Exercise aim - Within the records below is a range that opens at the line with "Indicate the dark trousers" and closes at the line with "[(534, 312), (47, 26), (508, 62), (371, 236)]". Return that range word for word, both ends included, and only that range.

Records supplied -
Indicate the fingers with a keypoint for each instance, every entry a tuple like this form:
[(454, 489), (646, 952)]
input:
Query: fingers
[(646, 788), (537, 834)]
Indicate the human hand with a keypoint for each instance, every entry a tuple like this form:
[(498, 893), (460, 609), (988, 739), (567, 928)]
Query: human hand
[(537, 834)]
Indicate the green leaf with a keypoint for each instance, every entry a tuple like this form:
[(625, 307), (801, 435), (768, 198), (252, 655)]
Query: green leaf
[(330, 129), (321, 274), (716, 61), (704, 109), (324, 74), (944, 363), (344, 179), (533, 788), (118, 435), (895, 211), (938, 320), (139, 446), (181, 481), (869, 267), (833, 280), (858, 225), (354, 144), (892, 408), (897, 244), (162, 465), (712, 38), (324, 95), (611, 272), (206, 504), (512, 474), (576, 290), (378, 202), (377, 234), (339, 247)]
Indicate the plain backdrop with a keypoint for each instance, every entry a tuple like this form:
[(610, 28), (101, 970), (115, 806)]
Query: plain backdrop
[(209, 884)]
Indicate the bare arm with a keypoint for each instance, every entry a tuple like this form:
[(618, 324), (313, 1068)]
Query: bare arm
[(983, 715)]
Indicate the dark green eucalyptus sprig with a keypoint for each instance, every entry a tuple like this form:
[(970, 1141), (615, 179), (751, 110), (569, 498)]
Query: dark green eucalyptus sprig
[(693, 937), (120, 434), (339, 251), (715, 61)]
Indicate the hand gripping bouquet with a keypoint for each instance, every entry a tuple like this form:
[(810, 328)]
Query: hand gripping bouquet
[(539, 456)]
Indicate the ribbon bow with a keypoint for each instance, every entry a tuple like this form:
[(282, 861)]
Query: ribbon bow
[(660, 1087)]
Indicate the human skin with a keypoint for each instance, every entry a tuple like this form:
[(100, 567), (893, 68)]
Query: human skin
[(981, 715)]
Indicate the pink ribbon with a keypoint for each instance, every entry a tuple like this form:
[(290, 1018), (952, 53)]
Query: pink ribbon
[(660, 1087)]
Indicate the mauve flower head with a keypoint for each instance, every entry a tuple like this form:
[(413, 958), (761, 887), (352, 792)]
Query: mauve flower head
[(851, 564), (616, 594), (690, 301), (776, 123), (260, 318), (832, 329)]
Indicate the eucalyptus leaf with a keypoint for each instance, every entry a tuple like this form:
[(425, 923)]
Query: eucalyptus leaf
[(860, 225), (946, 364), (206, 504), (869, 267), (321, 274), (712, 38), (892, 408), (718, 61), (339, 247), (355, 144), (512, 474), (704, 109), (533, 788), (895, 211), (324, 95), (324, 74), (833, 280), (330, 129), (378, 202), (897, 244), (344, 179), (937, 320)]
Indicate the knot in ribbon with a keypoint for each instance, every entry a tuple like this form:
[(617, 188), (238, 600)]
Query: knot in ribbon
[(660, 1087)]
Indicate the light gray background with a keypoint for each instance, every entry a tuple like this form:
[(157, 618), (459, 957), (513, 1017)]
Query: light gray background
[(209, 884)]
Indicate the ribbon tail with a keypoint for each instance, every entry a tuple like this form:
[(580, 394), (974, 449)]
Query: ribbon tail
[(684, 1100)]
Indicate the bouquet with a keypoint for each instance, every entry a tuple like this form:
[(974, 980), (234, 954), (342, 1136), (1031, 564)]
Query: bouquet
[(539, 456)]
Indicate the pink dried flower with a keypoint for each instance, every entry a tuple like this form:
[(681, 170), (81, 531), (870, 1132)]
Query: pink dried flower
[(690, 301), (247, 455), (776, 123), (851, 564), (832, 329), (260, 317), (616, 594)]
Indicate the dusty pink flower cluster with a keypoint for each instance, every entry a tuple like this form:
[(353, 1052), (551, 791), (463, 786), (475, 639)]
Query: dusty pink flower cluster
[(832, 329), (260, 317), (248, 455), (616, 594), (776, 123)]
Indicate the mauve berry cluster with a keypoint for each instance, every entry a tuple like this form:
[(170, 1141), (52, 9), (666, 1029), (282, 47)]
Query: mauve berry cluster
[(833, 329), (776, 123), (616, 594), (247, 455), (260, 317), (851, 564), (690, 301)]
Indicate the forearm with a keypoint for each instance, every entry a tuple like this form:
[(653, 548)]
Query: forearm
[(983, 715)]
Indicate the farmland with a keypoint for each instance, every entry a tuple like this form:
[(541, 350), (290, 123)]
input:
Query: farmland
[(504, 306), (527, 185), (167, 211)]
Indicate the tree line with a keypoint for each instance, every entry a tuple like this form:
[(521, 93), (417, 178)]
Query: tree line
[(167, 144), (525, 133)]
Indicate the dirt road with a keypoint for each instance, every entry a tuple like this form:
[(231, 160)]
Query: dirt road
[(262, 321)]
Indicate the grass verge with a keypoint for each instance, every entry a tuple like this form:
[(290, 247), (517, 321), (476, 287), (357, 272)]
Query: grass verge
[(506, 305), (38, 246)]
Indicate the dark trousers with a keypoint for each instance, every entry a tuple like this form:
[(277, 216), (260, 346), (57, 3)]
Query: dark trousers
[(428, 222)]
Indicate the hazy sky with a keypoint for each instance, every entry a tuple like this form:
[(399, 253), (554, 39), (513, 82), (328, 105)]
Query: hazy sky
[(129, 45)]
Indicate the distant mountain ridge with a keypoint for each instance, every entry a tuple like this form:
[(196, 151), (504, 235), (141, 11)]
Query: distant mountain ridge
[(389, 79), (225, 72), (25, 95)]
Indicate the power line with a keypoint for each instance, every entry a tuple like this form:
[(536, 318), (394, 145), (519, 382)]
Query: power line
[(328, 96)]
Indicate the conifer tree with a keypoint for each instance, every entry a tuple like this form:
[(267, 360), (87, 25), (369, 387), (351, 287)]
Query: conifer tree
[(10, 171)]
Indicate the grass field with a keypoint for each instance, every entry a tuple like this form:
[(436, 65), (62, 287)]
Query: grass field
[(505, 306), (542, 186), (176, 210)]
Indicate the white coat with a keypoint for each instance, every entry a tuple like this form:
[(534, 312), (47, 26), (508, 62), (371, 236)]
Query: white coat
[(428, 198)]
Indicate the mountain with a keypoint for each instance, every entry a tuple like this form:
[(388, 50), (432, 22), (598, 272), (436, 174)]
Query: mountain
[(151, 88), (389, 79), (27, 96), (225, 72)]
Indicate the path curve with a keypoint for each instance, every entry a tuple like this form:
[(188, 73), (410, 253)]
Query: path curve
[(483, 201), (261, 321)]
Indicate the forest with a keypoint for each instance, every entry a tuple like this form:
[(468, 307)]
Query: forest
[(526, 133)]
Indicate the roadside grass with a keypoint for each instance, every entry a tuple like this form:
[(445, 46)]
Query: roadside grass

Solved problem -
Indicate the dark trousers with a keypoint for each instance, every entry a tuple like this form:
[(277, 216), (260, 346), (57, 3)]
Query: dark trousers
[(428, 222)]
Indicate the hazy sky with a keypoint for each instance, every entry a tuple like this form:
[(399, 253), (554, 39), (513, 82), (328, 105)]
Query: hazy sky
[(129, 45)]
Indicate the distant mountain ridge with a keypoint for each instance, every entry a tuple like this form:
[(196, 151), (504, 235), (141, 11)]
Query: distant mountain ridge
[(389, 79), (225, 72), (25, 95)]
Indicate the power line with a keypoint for each instance, every entry a tuple like this form:
[(536, 318), (394, 145), (519, 382)]
Query: power line
[(328, 96)]
Indicate the conifer tree with a keypoint for each instance, every entry a tuple like this form:
[(267, 360), (87, 25), (369, 387), (351, 287)]
Query: conifer tree
[(10, 171)]
Indicate the grass field with a keypoint for each instance, every entry a tuple like this form:
[(436, 65), (62, 287)]
Query: grass field
[(505, 306), (542, 186), (176, 210)]
Indicate the white coat with a keypoint for each instance, every entry a tuple like this form:
[(534, 312), (47, 26), (508, 62), (371, 236)]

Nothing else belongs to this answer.